When you join a company, your manager is an advocate for the company's
interests. Plenty of managers are decent people and look out for their
employees as much as they can, but it's not their job. Their job is to serve
the interests of the company. The employee has to be his own lawyer when it
comes to negotiating raises and better projects, because no one else is
assigned to that role and if the employee doesn't do it, no one will.

Recruiters, when they work well, serve as talent advocates. They help
employees use the only bit of leverage (the right to find another job) that
they have as best they can by getting them promotions, raises, and better
projects at the rate at which they become qualified rather than the much
slower rate that companies consider politically convenient.

There are a few problems with this system. One is that the recruiter is paid
by the company, not the employee. That's actually a fairly small one, but it
does mean that some recruiters will oversell bad positions in order to make
quick cash. The second, related, problem is that they're paid for "churn".
Most employees would rather get better work at the same company than change
companies, but recruiters only get a payout in the latter case. There's no
incentive for a recruiter to work toward internal re-placement, and most
companies' transfer policies are so broken that the easiest way to get a
better job is to change companies. The third problem is that repeated job
moves, after a certain threshold, can damage the employee's resume: the "job
hopper" stigma. Some recruiters warn people that there are long-term risks of
high-frequency job changing (even though there shouldn't be; the "job hopper"

Data excerpts:
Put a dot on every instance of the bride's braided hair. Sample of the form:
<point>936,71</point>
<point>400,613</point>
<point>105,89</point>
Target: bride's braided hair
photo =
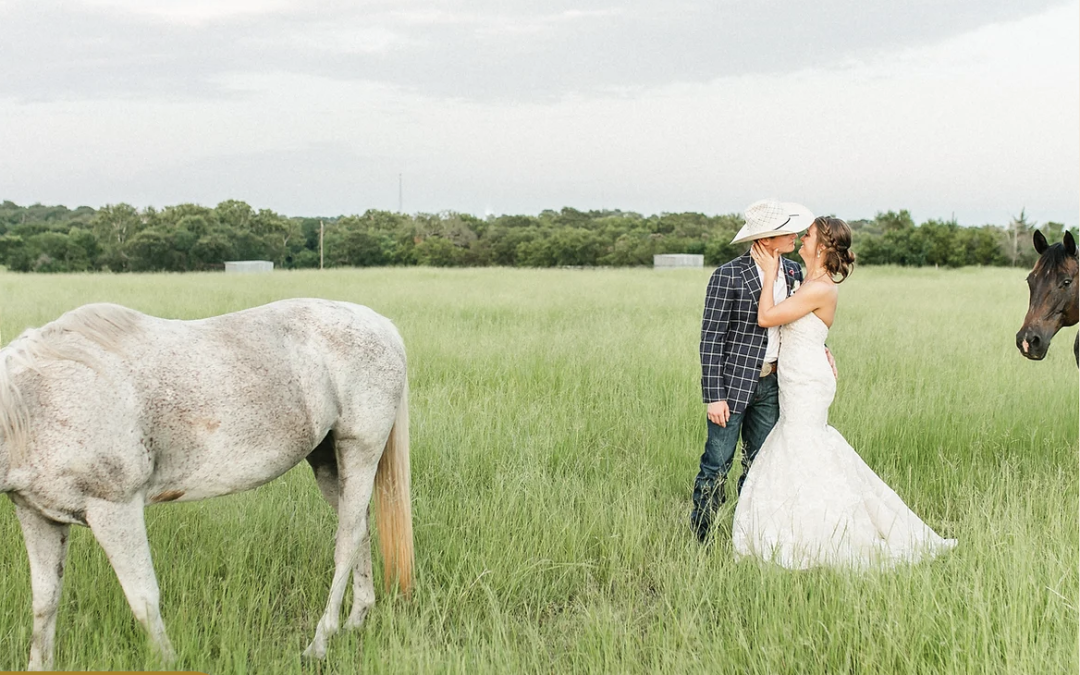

Stated exercise 1:
Using the passage on recruiters, rewrite the text between "When you join" and "consider politically convenient.", inclusive, substituting "bargaining power" for "leverage".
Stated exercise 2:
Answer these questions from the passage on recruiters.
(a) Whose interests is a manager's job to serve?
(b) Who pays the recruiter?
(c) What stigma can repeated job moves bring after a certain threshold?
Stated exercise 3:
Summarize the passage on recruiters in two sentences.

Complete output 1:
When you join a company, your manager is an advocate for the company's
interests. Plenty of managers are decent people and look out for their
employees as much as they can, but it's not their job. Their job is to serve
the interests of the company. The employee has to be his own lawyer when it
comes to negotiating raises and better projects, because no one else is
assigned to that role and if the employee doesn't do it, no one will.

Recruiters, when they work well, serve as talent advocates. They help
employees use the only bit of bargaining power (the right to find another job) that
they have as best they can by getting them promotions, raises, and better
projects at the rate at which they become qualified rather than the much
slower rate that companies consider politically convenient.

Complete output 2:
(a) The company's interests.
(b) The company, not the employee.
(c) The "job hopper" stigma.

Complete output 3:
Because a manager's job is to serve the company, employees must negotiate raises and better projects for themselves, and recruiters at their best act as talent advocates who help employees use the right to find another job. The system has problems, though: recruiters are paid by the company and only when an employee changes companies, and repeated job moves can bring a "job hopper" stigma.